- _Soal dan Tugas_
[1] Dalam kisah pendakian Rinjani di bawah, pada tanggal berapa janji penulis untuk mendaki Rinjani bersama Syarif akhirnya terwujud?
[2] Lanjutkan kisah perjalanan mendaki Rinjani di bawah, dimulai setelah kalimat terakhir yang ditampilkan.

- _Teks Bacaan_
-------

Photo by : Abdul Haris
Pagi itu begitu cerah, sinar
mentari seraya menyambut kedatangan kami yang terlelap dalam 2 jam penerbangan
menuju NTB. Bandara terasa begitu damai kala itu, senyum lebar menyeruak dari
para petugas bandara, ransel-ransel yang telah terisi penuh pun perlahan keluar
dari bagasi yang menandakan petualangan akan segera di mulai.
Syarif, salah satu teman baik
saya asal mataram menyambut kami pagi itu di bandara. hampir 3 bulan berlalu
sejak saya dan syarif mendaki gunung Gede bersama. Kala itu saya berjanji
padanya untuk mengunjunginya dan mendaki Rinjani bersama, Akhirnya janji saya
pun terealisasikan pada 15 Agustus 2015.
Mobil yang telah di sewa pun
sudah siap di area parkir, kami bergegas menuju kediaman syarif, kurang lebih 2
jam perjalanan yang kami tempuh dari BIL menuju kediamannya. Kami pun tiba
pukul 10 pagi, kami di sambut dengan sangat baik di sana, serta di suguhi makanan,
dan juga sharing dan packing logistik yang sudah di siapkan. Logistik yang terbilang
cukup banyak yang mayoritas terdiri buah-buahan, sayuran, bumbu dapur dan
sedikit makanan siap saji menjadi bekal kami untuk 5 hari kedepan di gunung
Rinjani.
Sekitar pukul 12 siang, dengan
mobil pick up kami melanjutkan perjalanan menuju pintu pendakian di desa
sembalun. Terik mentari membuat siang itu terasa sangat panas, 4 jam waktu yang
di butuhkan untuk tiba di desa sembalun dari mataram, cukup terbilang lama memang,
namun pemandangan desa sembalun yang indah serasa mengobati rasa lelah itu.
Jam menunjukan pukul 4 sore, kami
pun mengurus segala macam persyaratan dan perizinan untuk pendakian. Pada pukul
setengah 5 sore, hening dalam doa, kami bergegas memulai perjalanan. Pos 2 pun
menjadi target untuk kami bermalam, kurang lebih 2 jam waktu yang di butuhkan
untuk tiba di pos ini. Padang rumput sepanjang mata memandang dan jalur yang
landai membuat perjalanan begitu menyenangkan, sapi-sapi ternak pun menghiasi
perjalanan kami menuju Pos 2.

-------

- _Catatan Tersedia_
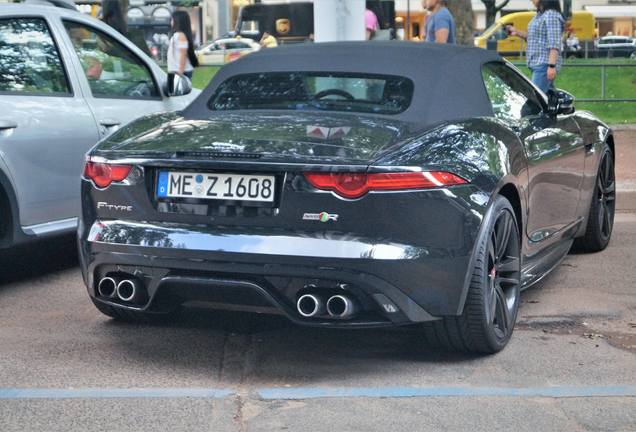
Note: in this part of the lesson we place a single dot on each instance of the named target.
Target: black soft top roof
(447, 78)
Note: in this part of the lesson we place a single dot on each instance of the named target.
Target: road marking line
(116, 393)
(400, 392)
(290, 393)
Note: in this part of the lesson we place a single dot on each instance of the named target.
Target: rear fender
(483, 151)
(9, 206)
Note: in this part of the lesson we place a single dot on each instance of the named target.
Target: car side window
(511, 97)
(111, 69)
(30, 62)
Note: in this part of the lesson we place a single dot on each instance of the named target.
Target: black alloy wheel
(503, 275)
(490, 311)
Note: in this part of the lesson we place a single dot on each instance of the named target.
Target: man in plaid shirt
(544, 43)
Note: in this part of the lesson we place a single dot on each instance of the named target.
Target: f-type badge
(322, 217)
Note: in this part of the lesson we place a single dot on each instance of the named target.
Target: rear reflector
(354, 185)
(103, 174)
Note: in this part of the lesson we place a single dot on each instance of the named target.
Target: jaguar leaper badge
(322, 217)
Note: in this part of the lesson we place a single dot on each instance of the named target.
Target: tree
(462, 11)
(492, 9)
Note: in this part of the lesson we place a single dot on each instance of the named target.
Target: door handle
(7, 124)
(109, 122)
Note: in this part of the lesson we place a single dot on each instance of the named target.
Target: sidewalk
(625, 140)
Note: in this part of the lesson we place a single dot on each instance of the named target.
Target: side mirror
(181, 86)
(560, 102)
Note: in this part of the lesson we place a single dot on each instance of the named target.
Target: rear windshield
(318, 91)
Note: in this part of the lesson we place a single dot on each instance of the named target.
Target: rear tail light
(103, 174)
(355, 185)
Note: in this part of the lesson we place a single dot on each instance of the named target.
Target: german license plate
(237, 187)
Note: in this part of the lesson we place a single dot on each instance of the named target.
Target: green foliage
(585, 82)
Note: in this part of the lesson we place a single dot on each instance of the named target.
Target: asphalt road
(571, 364)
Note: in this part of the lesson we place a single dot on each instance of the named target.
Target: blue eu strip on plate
(162, 184)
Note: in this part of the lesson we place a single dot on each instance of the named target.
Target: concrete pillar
(339, 20)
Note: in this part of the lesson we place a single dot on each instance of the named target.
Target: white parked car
(224, 51)
(67, 80)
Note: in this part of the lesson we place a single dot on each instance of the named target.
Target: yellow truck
(581, 25)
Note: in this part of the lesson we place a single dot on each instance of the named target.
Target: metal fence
(603, 79)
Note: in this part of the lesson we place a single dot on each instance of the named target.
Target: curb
(626, 200)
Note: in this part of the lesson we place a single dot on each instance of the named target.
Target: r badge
(322, 217)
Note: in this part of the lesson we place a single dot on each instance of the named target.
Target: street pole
(407, 30)
(339, 20)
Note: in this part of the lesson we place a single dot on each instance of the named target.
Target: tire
(490, 311)
(602, 209)
(5, 217)
(126, 315)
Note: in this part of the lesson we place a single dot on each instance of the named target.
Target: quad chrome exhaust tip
(310, 305)
(340, 306)
(128, 290)
(107, 287)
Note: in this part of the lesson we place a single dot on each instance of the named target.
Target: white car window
(29, 60)
(111, 69)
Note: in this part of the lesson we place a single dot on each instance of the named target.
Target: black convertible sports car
(349, 185)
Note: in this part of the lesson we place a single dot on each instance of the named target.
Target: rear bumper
(264, 270)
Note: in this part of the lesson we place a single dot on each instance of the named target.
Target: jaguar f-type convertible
(349, 185)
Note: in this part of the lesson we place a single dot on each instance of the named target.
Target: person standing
(543, 46)
(268, 41)
(371, 23)
(181, 57)
(440, 25)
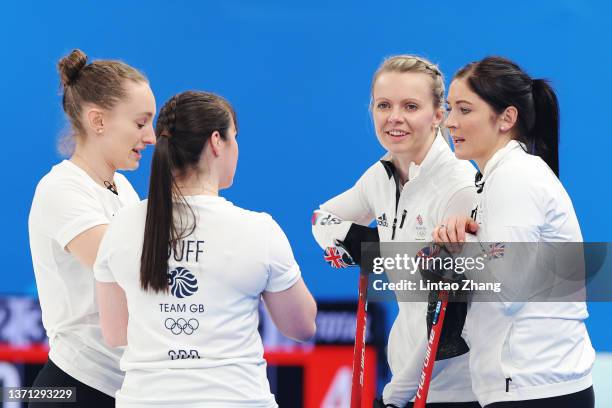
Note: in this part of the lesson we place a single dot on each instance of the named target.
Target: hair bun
(71, 65)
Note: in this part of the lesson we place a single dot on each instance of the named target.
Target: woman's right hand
(452, 231)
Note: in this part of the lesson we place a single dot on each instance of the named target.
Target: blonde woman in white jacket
(413, 188)
(523, 354)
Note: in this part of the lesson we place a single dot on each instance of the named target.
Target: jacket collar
(438, 148)
(498, 157)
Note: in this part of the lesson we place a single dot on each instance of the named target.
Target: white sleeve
(70, 209)
(102, 268)
(334, 218)
(283, 270)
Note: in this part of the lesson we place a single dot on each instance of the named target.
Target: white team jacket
(439, 187)
(521, 351)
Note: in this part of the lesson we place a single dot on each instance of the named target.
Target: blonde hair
(411, 63)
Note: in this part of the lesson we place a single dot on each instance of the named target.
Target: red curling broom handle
(359, 351)
(432, 349)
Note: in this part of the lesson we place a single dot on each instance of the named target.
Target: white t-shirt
(207, 322)
(66, 203)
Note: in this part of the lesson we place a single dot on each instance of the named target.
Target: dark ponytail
(545, 133)
(184, 125)
(502, 83)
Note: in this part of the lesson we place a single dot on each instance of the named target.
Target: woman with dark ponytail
(110, 107)
(522, 354)
(191, 268)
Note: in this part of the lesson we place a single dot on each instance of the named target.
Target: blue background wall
(299, 76)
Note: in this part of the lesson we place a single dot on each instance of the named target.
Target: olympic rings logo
(181, 325)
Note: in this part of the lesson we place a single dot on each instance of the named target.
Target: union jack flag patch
(338, 257)
(496, 250)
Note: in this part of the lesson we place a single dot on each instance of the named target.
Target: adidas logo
(382, 220)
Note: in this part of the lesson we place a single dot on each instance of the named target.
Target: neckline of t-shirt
(84, 174)
(205, 198)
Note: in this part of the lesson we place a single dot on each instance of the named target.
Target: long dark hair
(502, 83)
(184, 125)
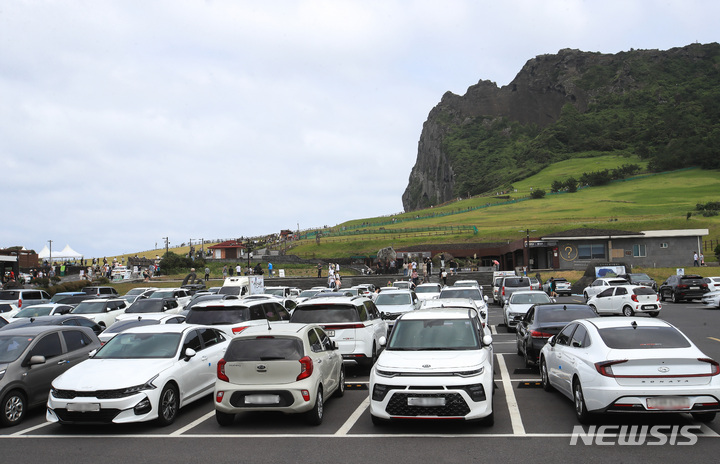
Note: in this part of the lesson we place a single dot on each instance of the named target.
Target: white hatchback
(437, 365)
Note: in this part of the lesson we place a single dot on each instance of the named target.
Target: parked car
(24, 297)
(292, 368)
(562, 286)
(105, 292)
(428, 291)
(145, 373)
(601, 284)
(683, 287)
(641, 365)
(638, 278)
(232, 316)
(64, 319)
(511, 285)
(31, 357)
(353, 323)
(101, 310)
(47, 309)
(627, 300)
(711, 299)
(541, 322)
(437, 365)
(519, 303)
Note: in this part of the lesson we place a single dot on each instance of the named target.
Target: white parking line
(515, 418)
(354, 417)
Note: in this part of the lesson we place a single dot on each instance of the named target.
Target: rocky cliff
(534, 99)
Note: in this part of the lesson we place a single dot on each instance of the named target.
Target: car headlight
(138, 388)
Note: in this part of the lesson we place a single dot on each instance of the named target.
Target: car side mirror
(37, 359)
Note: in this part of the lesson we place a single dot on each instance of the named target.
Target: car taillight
(221, 370)
(715, 367)
(306, 368)
(605, 368)
(538, 334)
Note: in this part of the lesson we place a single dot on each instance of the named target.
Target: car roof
(435, 313)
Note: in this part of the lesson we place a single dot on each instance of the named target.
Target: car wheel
(314, 416)
(703, 416)
(340, 391)
(223, 418)
(169, 405)
(14, 408)
(544, 379)
(581, 411)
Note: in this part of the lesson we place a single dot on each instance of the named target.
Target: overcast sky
(123, 122)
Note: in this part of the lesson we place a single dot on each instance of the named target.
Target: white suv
(437, 365)
(353, 323)
(627, 300)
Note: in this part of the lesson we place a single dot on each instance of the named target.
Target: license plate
(83, 407)
(426, 402)
(262, 399)
(668, 403)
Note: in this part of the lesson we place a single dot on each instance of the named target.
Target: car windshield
(471, 293)
(35, 311)
(12, 346)
(562, 314)
(264, 349)
(629, 338)
(89, 307)
(427, 289)
(393, 298)
(139, 346)
(218, 315)
(151, 305)
(325, 314)
(529, 298)
(434, 334)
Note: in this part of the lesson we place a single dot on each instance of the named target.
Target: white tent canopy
(65, 253)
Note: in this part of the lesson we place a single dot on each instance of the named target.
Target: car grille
(104, 416)
(455, 405)
(238, 399)
(99, 394)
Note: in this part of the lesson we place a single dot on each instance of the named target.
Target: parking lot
(522, 408)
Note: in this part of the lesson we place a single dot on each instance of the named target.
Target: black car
(683, 287)
(542, 322)
(640, 279)
(66, 319)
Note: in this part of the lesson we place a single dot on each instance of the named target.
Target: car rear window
(218, 315)
(264, 349)
(324, 314)
(629, 338)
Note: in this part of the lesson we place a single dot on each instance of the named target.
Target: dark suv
(683, 287)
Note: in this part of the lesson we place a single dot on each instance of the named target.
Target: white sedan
(622, 365)
(143, 374)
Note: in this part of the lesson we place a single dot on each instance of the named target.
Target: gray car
(30, 358)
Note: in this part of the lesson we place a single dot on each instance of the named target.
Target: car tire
(14, 407)
(703, 416)
(168, 405)
(315, 415)
(581, 411)
(340, 390)
(223, 418)
(544, 378)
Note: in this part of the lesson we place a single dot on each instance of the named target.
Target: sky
(125, 122)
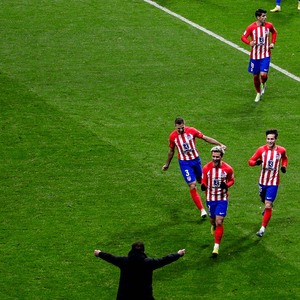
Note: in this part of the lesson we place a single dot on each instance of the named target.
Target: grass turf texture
(89, 93)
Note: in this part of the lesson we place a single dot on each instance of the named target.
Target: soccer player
(137, 270)
(184, 139)
(260, 56)
(278, 6)
(269, 156)
(216, 179)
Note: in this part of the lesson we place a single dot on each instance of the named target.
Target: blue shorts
(268, 193)
(259, 65)
(191, 170)
(217, 208)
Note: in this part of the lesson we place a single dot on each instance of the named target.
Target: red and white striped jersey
(271, 158)
(261, 36)
(212, 178)
(185, 143)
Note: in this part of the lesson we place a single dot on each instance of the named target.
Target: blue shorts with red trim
(191, 170)
(217, 208)
(268, 192)
(257, 66)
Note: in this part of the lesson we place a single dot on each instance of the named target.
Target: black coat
(136, 273)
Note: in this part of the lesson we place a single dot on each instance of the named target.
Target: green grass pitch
(89, 91)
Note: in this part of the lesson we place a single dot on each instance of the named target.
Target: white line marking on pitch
(218, 37)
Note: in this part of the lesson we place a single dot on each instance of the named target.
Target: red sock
(219, 234)
(267, 216)
(256, 81)
(196, 198)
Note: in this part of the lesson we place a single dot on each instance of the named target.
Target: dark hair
(179, 121)
(272, 131)
(259, 12)
(138, 246)
(218, 149)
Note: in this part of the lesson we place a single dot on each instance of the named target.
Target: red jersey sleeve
(255, 157)
(204, 175)
(274, 33)
(172, 140)
(230, 176)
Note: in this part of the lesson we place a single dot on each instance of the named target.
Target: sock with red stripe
(196, 198)
(219, 233)
(256, 81)
(267, 216)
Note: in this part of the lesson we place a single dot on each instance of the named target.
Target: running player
(260, 56)
(216, 179)
(269, 156)
(184, 139)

-------

- _Jawaban Setiap Tugas_
[1] Pada 15 Agustus 2015.

[2]
Pos 2
Malam pun tiba, cuaca sangat
cerah kala itu. Taburan bintang dan aliran bintang yang menyerupai sungai di
angkasa menemani malam kami. Di atas matras dalam posisi tertidur dan menghadap
ke angkasa saya begitu menikmati malam kala itu, belum pernah saya menemukan
bintang yang begitu indah yang dapat dinikmati dengan mata telanjang, rasa
syukur tak henti terucap dalam hati ini. Malam kian larut, dan saya memutuskan
untuk beristirahat untuk melanjutkan perjalanan ke esokan harinya.
Hangatnya sinar mentari pagi itu
membangunkan kami dari tidur, setelah memasak dan packing kami melanjutkan
perjalanan menuju plawangan sembalun untuk mendirikan tenda sebelum keesokan
harinya melakukan summit attack.
Pos 2, pagi hari. Photo by : Abdul Haris
Perjalanan dari pos 2 menuju pos
3 terbilang tak terlalu terjal, namun setelah pos 3 menuju plawangan ujian
fisik dan mental pun di mulai. Bukit yang begitu curam, jalanan yang berdebu,
serta teriknya mentari begitu menguras tenanga. 7 bukit yang harus kami lalui
untuk menggapai plawangan yang biasa di sebut 7 bukit penyiksaan/penyesalan.
Pukul 4 sore kami tiba di plawangan sembalu, total 7 jam waktu yang di butuhkan
dari pos 2 menuju plawangan. Rasa lelah pun seketika hilang setelah melihat
gumpalan awan dari camp area.
Plawangan Sembalun
Sore yang begitu cerah, awan yang
begitu menggumpal, serta pemandangan yang begitu indah membuat mulut ini tak
bisa berkata lagi.
Setelah menemukan lokasi yang
pas, kami pun mendirikan tenda. Hal terbaik dari plawangan sembalun, selain
pemandangan yang begitu indah, di sini juga terdapat persediaan air yang begitu
melimpah jika di bandingkan dengan pos 2.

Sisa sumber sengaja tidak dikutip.